Task prompt
Reproduce each line of the listing exactly.

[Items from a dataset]
[start]
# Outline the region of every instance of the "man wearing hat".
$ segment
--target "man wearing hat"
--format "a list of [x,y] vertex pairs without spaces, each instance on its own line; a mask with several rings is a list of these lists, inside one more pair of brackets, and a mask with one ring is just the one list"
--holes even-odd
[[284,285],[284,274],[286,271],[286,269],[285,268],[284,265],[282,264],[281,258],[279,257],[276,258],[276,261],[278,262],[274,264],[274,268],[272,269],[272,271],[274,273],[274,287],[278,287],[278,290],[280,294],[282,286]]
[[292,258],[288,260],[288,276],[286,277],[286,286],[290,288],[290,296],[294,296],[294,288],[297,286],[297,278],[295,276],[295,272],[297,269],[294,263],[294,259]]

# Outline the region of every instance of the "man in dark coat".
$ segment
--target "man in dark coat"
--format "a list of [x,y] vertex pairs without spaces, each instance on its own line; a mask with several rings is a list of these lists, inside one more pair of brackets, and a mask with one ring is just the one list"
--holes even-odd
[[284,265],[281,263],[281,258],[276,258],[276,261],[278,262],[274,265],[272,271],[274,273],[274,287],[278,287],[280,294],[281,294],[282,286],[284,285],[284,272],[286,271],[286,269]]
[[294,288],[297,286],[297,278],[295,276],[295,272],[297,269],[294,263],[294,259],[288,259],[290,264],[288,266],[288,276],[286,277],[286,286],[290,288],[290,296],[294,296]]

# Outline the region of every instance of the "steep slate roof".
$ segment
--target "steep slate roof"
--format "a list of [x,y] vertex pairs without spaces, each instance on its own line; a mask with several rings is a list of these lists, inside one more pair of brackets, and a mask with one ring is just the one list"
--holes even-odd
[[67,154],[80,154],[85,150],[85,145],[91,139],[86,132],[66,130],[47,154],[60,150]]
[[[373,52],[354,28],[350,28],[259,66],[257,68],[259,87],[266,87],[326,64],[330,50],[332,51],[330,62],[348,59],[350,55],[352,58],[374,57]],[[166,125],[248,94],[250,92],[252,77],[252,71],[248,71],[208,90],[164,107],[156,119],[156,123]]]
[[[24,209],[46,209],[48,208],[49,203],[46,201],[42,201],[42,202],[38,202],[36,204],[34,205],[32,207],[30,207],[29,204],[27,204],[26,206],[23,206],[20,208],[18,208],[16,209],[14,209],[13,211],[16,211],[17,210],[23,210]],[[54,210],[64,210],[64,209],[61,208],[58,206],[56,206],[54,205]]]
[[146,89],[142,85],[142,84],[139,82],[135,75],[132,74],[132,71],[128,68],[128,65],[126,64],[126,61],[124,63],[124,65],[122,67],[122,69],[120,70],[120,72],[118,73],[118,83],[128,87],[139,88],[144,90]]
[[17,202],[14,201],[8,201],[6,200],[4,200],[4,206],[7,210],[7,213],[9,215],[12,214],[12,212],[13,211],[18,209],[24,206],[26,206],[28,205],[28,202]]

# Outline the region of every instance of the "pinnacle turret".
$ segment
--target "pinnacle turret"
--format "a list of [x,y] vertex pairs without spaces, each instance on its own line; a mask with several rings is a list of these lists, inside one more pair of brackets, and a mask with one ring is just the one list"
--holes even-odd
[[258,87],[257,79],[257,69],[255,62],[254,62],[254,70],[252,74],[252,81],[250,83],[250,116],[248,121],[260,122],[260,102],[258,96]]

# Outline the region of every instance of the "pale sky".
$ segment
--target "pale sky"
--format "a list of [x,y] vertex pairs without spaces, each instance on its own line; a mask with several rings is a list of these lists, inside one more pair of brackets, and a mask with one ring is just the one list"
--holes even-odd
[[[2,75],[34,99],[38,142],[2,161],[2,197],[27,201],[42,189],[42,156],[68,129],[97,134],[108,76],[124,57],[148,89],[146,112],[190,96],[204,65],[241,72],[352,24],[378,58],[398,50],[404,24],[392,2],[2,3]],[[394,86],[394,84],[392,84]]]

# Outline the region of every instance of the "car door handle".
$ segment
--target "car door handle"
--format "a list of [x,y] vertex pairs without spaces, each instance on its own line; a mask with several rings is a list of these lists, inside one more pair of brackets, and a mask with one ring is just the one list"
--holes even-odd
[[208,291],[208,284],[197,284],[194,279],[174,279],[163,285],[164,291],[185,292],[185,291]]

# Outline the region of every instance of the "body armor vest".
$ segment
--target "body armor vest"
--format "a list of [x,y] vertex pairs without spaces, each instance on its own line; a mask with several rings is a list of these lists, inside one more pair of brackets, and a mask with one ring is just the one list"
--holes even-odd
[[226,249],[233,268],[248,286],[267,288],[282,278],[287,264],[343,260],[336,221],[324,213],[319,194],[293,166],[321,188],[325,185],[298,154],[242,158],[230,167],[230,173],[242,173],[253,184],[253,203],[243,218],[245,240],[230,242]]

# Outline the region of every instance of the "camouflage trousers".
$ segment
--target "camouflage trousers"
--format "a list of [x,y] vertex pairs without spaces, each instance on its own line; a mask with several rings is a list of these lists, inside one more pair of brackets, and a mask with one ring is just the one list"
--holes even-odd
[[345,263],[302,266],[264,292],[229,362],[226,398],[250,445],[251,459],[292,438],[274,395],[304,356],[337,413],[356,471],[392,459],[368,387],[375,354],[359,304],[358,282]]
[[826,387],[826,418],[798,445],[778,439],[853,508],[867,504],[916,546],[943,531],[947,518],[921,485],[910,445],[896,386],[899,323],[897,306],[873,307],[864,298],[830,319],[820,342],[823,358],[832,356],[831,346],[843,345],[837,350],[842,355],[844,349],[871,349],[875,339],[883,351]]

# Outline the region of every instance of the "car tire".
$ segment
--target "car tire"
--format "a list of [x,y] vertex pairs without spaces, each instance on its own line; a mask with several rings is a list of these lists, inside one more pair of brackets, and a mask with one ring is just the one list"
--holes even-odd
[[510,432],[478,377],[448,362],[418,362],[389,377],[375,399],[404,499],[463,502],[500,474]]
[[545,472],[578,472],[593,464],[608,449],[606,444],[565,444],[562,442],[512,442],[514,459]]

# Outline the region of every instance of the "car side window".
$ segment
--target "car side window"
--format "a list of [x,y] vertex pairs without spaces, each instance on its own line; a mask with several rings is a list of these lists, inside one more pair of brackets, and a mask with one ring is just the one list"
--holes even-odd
[end]
Final result
# Outline the region of every instance of the "man wearing hat".
$ segment
--target "man wearing hat"
--format "a list of [x,y] vertex pairs without spaces, each instance on its own line; a mask with several rings is a list of these lists, inside one more pair of brackets, and a mask with one ring is just the one list"
--holes even-odd
[[284,285],[284,274],[286,271],[286,269],[285,268],[284,265],[282,264],[281,258],[279,257],[276,258],[276,261],[278,262],[274,264],[274,268],[272,269],[272,271],[274,273],[274,287],[278,287],[278,290],[280,294],[282,286]]
[[292,258],[288,260],[288,276],[286,277],[286,286],[290,288],[290,296],[294,296],[294,288],[297,286],[297,278],[295,276],[295,272],[297,269],[294,263],[294,259]]

# Outline the region of every instance of the "man in dark coat".
$ segment
--target "man in dark coat"
--format "a list of [x,y] vertex pairs without spaces, each instance on its own line; a mask with several rings is a list of these lists, inside one more pair of brackets, and a mask with one ring is just the one list"
--holes even-odd
[[284,265],[281,263],[281,258],[276,258],[276,261],[278,262],[274,265],[272,271],[274,273],[274,287],[278,287],[280,294],[281,294],[282,286],[284,285],[284,272],[286,271],[286,269]]
[[294,288],[297,286],[297,278],[295,276],[295,272],[297,269],[294,263],[294,259],[288,259],[290,264],[288,266],[288,276],[286,277],[286,286],[290,288],[290,296],[294,296]]

# Outline the region of every instance of the "steep slate roof".
$ segment
--target "steep slate roof"
--format "a list of [x,y] vertex pairs without spaces, each instance on its own line; a mask with several rings is a list of these lists, inside one more pair of brackets, and a mask with one ring is just the one list"
--holes even-odd
[[67,154],[80,154],[85,150],[85,145],[91,139],[86,132],[66,130],[47,154],[60,150]]
[[[373,52],[354,28],[350,28],[259,66],[257,68],[259,87],[266,87],[326,64],[330,50],[332,51],[330,62],[348,59],[350,55],[352,58],[374,57]],[[166,125],[248,94],[250,92],[252,77],[252,71],[248,71],[208,90],[164,107],[156,119],[156,123]]]
[[[24,209],[46,209],[48,208],[49,203],[46,201],[42,201],[42,202],[38,202],[36,204],[34,205],[32,207],[30,207],[29,204],[27,204],[26,206],[23,206],[20,208],[18,208],[16,209],[14,209],[13,211],[16,211],[17,210],[23,210]],[[54,210],[64,210],[64,209],[61,208],[58,206],[56,206],[54,205]]]
[[146,89],[142,85],[142,84],[139,82],[135,75],[132,74],[132,71],[128,68],[128,65],[126,64],[126,61],[124,63],[124,65],[122,67],[122,69],[120,70],[120,72],[118,73],[118,83],[128,87],[139,88],[144,90]]
[[17,202],[14,201],[8,201],[6,200],[4,200],[4,206],[7,210],[7,213],[9,215],[12,214],[12,212],[13,211],[18,209],[24,206],[26,206],[28,205],[28,202]]

# Outline the region of every instance of the "pinnacle turret".
$ segment
--target "pinnacle turret"
--format "a list of [x,y] vertex pairs without spaces, each instance on its own line; a mask with several rings is a list of these lists, inside one more pair of brackets, and a mask with one ring is just the one list"
--holes even-odd
[[258,87],[257,79],[257,69],[255,62],[254,62],[254,70],[252,74],[252,81],[250,83],[250,116],[248,121],[260,122],[260,102],[258,96]]

# Outline the region of every instance of the "pale sky".
$ segment
--target "pale sky"
--format "a list of [x,y] vertex pairs without spaces, each instance on its own line; a mask with several rings is a list of these lists, inside one more pair of brackets, and a mask with one ring is just the one list"
--holes even-odd
[[[2,75],[34,99],[38,142],[2,161],[2,197],[27,201],[42,189],[42,156],[68,129],[97,134],[108,76],[124,57],[148,89],[146,112],[190,96],[204,65],[241,72],[352,24],[378,58],[398,50],[404,24],[392,2],[2,3]],[[394,86],[394,84],[392,84]]]

# Outline the region of every instance of the "car door handle".
$ segment
--target "car door handle"
--format "a list of [x,y] vertex pairs without spaces, each instance on its own line; a mask with several rings is a list of these lists, inside one more pair of brackets, and a mask with one ring is just the one list"
--holes even-odd
[[208,291],[208,284],[197,284],[194,279],[174,279],[163,285],[164,291],[185,292],[185,291]]

# Outline the region of every instance of the "body armor vest".
$ segment
--target "body armor vest"
--format "a list of [x,y] vertex pairs without spaces, each instance on its own line; a mask with several rings is a list of these lists, inside one more pair of brackets, and a mask with one ring is just the one list"
--holes even-odd
[[226,249],[233,268],[248,286],[267,288],[282,278],[287,264],[343,260],[336,221],[324,213],[319,194],[293,166],[321,188],[325,185],[298,154],[242,158],[230,167],[230,173],[242,173],[253,184],[253,203],[243,218],[245,240],[230,242]]

# Outline the region of every instance of the "camouflage trousers".
$ segment
--target "camouflage trousers"
--format "a list of [x,y] vertex pairs without spaces, each instance on its own line; a mask with several rings is a list of these lists, inside one more pair of brackets, and a mask with one ring is just the one list"
--holes even-odd
[[345,263],[302,266],[264,292],[229,362],[226,398],[250,445],[251,459],[292,438],[274,395],[304,356],[337,413],[356,471],[392,459],[368,387],[375,354],[359,304],[358,282]]
[[826,387],[826,418],[798,445],[778,439],[853,508],[867,504],[916,546],[943,531],[947,518],[921,485],[910,445],[896,386],[899,323],[897,306],[873,307],[864,298],[830,319],[820,342],[823,358],[832,356],[831,346],[843,345],[837,350],[842,355],[844,349],[871,349],[875,339],[883,351]]

# Outline the region of every instance of the "car tire".
$ segment
--target "car tire"
--format "a list of [x,y] vertex pairs without spaces, each instance on its own line; a mask with several rings is a list of these lists, inside one more pair of brackets, and a mask with one ring is just the one list"
--holes even-odd
[[510,432],[478,377],[448,362],[418,362],[389,377],[375,399],[404,499],[463,502],[500,474]]
[[545,472],[578,472],[593,464],[608,449],[606,444],[565,444],[562,442],[512,442],[514,459]]

# Outline the region of every instance of the "car side window".
$ segment
--target "car side window"
--format "a list of [x,y] vertex pairs without spaces, each instance on its own line; a mask with several rings is a list of these lists, inside one more pair of brackets, and a mask with one ring is just the one list"
--holes even-odd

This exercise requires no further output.